» **Exercise requirements**
Please render every line of all the entries below as a JSON list of strings, one string per line, with blank lines left out.

» **Exercise materials**
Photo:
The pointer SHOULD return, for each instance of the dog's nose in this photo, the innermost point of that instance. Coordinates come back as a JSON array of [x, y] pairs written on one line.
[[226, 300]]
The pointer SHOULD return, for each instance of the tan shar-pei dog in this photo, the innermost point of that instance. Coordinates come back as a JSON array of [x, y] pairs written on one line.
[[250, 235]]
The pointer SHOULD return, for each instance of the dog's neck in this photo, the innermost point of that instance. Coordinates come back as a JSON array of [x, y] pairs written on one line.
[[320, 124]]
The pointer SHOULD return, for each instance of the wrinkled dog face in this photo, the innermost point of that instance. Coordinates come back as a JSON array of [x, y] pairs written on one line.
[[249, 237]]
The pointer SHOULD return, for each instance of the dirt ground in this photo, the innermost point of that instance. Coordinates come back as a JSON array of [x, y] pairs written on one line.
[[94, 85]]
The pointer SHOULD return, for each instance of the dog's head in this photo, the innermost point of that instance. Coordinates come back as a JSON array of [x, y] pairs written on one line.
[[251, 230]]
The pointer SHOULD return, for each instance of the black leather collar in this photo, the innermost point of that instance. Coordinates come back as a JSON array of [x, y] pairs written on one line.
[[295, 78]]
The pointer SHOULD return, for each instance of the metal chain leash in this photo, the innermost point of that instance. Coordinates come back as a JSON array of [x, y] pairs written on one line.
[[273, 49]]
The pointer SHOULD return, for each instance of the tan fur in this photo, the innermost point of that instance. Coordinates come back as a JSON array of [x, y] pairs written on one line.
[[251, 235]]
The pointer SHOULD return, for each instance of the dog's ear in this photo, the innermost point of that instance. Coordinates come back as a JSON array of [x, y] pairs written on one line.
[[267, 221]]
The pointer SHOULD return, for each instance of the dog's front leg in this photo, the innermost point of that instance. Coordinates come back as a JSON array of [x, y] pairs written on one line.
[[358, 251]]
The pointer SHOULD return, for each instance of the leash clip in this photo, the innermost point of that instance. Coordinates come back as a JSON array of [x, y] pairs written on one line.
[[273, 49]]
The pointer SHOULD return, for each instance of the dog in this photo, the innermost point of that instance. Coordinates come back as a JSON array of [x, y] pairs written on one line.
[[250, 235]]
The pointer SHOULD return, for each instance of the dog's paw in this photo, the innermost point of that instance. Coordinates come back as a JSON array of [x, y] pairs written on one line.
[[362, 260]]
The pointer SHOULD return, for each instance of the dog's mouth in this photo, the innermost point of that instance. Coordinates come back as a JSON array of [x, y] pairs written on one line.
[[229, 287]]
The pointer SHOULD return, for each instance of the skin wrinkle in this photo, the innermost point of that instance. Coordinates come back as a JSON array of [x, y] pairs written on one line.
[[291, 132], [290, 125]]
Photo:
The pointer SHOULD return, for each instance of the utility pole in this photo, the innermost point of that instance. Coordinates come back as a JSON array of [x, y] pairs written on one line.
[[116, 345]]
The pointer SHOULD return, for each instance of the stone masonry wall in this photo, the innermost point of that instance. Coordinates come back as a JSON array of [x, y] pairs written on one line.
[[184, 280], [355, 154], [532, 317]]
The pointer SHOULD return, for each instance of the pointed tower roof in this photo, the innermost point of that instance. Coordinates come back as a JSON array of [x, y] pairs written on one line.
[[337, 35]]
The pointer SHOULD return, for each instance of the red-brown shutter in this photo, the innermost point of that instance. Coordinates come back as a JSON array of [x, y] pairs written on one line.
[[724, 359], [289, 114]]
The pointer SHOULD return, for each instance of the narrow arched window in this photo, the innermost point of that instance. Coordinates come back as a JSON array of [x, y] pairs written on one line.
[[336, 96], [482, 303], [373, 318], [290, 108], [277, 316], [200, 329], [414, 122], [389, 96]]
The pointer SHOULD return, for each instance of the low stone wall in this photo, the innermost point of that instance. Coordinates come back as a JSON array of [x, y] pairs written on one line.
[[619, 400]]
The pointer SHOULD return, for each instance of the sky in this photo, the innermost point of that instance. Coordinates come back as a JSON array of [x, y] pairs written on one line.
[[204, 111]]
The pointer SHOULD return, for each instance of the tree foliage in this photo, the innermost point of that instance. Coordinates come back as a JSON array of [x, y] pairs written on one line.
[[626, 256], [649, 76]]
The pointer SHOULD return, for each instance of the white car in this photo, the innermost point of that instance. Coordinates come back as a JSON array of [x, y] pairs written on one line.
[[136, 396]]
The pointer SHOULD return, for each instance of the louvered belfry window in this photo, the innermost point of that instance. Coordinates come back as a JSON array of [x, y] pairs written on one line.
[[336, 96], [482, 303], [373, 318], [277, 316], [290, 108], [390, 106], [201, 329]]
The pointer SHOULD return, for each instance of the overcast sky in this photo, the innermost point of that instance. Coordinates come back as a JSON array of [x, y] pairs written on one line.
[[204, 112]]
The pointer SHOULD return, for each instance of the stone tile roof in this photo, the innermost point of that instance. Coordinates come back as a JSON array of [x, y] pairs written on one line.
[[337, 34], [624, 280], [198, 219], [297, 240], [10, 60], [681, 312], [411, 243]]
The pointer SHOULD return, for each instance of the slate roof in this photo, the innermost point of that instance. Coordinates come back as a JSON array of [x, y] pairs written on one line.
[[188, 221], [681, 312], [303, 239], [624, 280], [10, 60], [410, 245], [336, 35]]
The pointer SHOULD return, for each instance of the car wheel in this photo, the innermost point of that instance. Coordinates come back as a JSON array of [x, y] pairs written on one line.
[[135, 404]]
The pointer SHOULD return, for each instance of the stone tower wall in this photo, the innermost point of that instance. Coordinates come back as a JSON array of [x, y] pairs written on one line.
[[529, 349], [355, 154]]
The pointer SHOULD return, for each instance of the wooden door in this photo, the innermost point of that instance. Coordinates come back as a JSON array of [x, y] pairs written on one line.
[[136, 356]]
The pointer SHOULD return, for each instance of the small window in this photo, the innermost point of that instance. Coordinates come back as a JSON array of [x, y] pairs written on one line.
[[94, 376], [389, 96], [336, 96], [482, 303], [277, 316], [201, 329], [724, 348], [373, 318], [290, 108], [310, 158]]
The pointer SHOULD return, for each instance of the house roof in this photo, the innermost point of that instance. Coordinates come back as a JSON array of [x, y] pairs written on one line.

» **Finished answer**
[
  "Photo:",
  "The pointer SHOULD return, for each instance of the dog's nose in this photo, the innermost point of that instance. Coordinates come back as a JSON array of [x, y] pairs written on one line.",
  "[[226, 300]]",
  "The pointer SHOULD return, for each instance of the tan shar-pei dog in this photo, the innermost point of that instance. Coordinates come back as a JSON array of [x, y] pairs written on one line.",
  "[[250, 235]]",
  "The pointer SHOULD return, for each instance of the dog's neck in this photo, the innermost point of that instance. Coordinates come back as a JSON array of [x, y] pairs written on one line.",
  "[[320, 124]]",
  "The pointer SHOULD return, for each instance of the wrinkled dog face in this photo, the innermost point of that instance. Coordinates come back as a JSON array of [x, y] pairs written on one line.",
  "[[249, 237]]",
  "The pointer SHOULD return, for each instance of the dirt ground in this photo, the innermost point of that instance. Coordinates come back as a JSON array of [x, y] pairs written on one line.",
  "[[94, 85]]",
  "The pointer SHOULD return, for each instance of the dog's head in this photo, the innermost point of that instance. Coordinates come back as a JSON array of [x, y] pairs written on one line.",
  "[[251, 230]]",
  "The pointer SHOULD return, for each instance of the black leather collar in this photo, the innermost point of that instance. Coordinates come back as a JSON array of [x, y] pairs written on one line.",
  "[[295, 78]]",
  "The pointer SHOULD return, for each instance of the metal chain leash in this photo, the innermost point of that instance. Coordinates come back as a JSON array of [x, y] pairs written on one line.",
  "[[273, 49]]",
  "The pointer SHOULD return, for each instance of the tan fur in this photo, the innermost point of that instance. Coordinates come back as a JSON array of [x, y] pairs written on one line.",
  "[[251, 235]]",
  "The pointer SHOULD return, for each instance of the dog's ear in this photo, the innermost point of that instance. Coordinates come back as a JSON array of [x, y] pairs written on one line.",
  "[[267, 221]]",
  "The pointer SHOULD return, for each instance of the dog's front leg in this photo, the innermost point of that instance. Coordinates come back as a JSON array of [x, y] pairs written on one line.",
  "[[358, 251]]",
  "The pointer SHOULD return, for each instance of the leash clip in this photo, the innermost point of that instance. Coordinates come back as a JSON array of [x, y] pairs written on one line.",
  "[[273, 49]]",
  "The pointer SHOULD return, for each instance of the dog in this photo, the innermost point of that instance. Coordinates come back as a JSON array of [x, y] pairs written on one line.",
  "[[250, 235]]",
  "The pointer SHOULD return, for each instance of the dog's paw in this photo, the innermost point of that instance. Coordinates come back as a JSON array of [x, y] pairs written on one line.",
  "[[362, 260]]",
  "The pointer SHOULD return, for each instance of the dog's mouth in this photo, the innermost point of that instance. Coordinates come back as a JSON array of [x, y] pairs written on one line.",
  "[[229, 287]]",
  "The pointer SHOULD return, for each instance of the skin wrinkle in this photo, the innermost point of that instance. Coordinates come back as a JSON array of [x, y] pairs written on one line.",
  "[[291, 132], [290, 125]]",
  "Photo:",
  "The pointer SHOULD return, for each instance of the utility pole in this photo, the innermost point of that instance. Coordinates come back as a JSON array of [x, y] pairs written on one line.",
  "[[116, 345]]",
  "The pointer SHOULD return, for each instance of the stone masonry wall in this photo, the innermost point of that instance. Coordinates come back as a JSON array of [x, y] pairs written on one line.",
  "[[184, 280], [355, 154], [532, 317]]",
  "The pointer SHOULD return, for each instance of the pointed tower roof in this photo, the innermost point of that instance. Coordinates come back as a JSON array of [x, y] pairs written on one line.",
  "[[337, 35]]",
  "The pointer SHOULD return, for each instance of the red-brown shutter in this photo, the innermost point of that instance. Coordinates come back as a JSON array of [x, y] pairs written on one line.",
  "[[724, 359], [289, 114]]",
  "The pointer SHOULD return, for each instance of the narrow arched window in this photo, the innermost point of that instance. Coordinates come back as a JSON array of [x, y] pairs written on one line.",
  "[[336, 96], [482, 303], [373, 318], [290, 108], [277, 316], [200, 329], [414, 122], [389, 96]]",
  "The pointer SHOULD return, for each instance of the low stone wall in this photo, the innermost point of that instance. Coordinates come back as a JSON array of [x, y] pairs written on one line.",
  "[[619, 400]]",
  "The pointer SHOULD return, for each instance of the sky in this photo, the innermost point of that instance. Coordinates come back as a JSON array of [x, y] pairs written on one line.",
  "[[204, 111]]",
  "The pointer SHOULD return, for each instance of the tree foliage in this photo, the innermost point of that instance. Coordinates come back as a JSON array of [x, y] pairs written on one line.",
  "[[626, 256], [649, 76]]",
  "The pointer SHOULD return, for each instance of the white car in this photo, the innermost point of that instance. Coordinates come back as a JSON array of [x, y] pairs written on one line.",
  "[[136, 396]]",
  "The pointer SHOULD return, for each instance of the louvered belfry window in this photo, the innermost point of that instance. Coordinates come back as a JSON array of [x, y] pairs written on one line.",
  "[[336, 96], [482, 303], [373, 318], [277, 316], [290, 108], [390, 106], [201, 329]]",
  "The pointer SHOULD return, for each instance of the overcast sky in this photo, the innermost point of that instance. Coordinates come back as a JSON array of [x, y] pairs written on one line.",
  "[[204, 112]]",
  "The pointer SHOULD return, for each instance of the stone tile roof in this photo, the innermost point of that instance. Coordinates come back as a JSON array of [x, y] pairs written on one line.",
  "[[337, 34], [624, 280], [198, 219], [297, 240], [10, 60], [681, 312], [411, 243]]",
  "The pointer SHOULD return, for each instance of the slate roof in this photo, the innermost point of that instance. Coordinates come back as a JSON array of [x, y] pairs written on one line.",
  "[[188, 221], [681, 312], [303, 239], [624, 280], [10, 60], [410, 245], [336, 35]]",
  "The pointer SHOULD return, for each instance of the car wheel in this photo, the innermost point of that instance. Coordinates come back as a JSON array of [x, y] pairs written on one line.",
  "[[135, 404]]",
  "The pointer SHOULD return, for each instance of the stone tower wall in this photo, the innermost point of that instance. Coordinates come back as a JSON array of [x, y] pairs written on one line.",
  "[[529, 349], [355, 154]]",
  "The pointer SHOULD return, for each instance of the wooden door in this photo, the innermost point of that instance. Coordinates come back as a JSON array of [x, y] pairs written on one line.",
  "[[136, 356]]",
  "The pointer SHOULD return, for each instance of the small window in this photo, the innermost point of that instance. Coordinates come back as a JSON array of [x, y] pairs written on one line.",
  "[[94, 376], [389, 96], [336, 96], [482, 303], [277, 316], [201, 329], [724, 348], [373, 318], [290, 108], [310, 158]]",
  "The pointer SHOULD return, for each instance of the house roof in this photo, the innermost point of that instance. Coordinates come back as a JSON array of [x, y] pairs written on one line."
]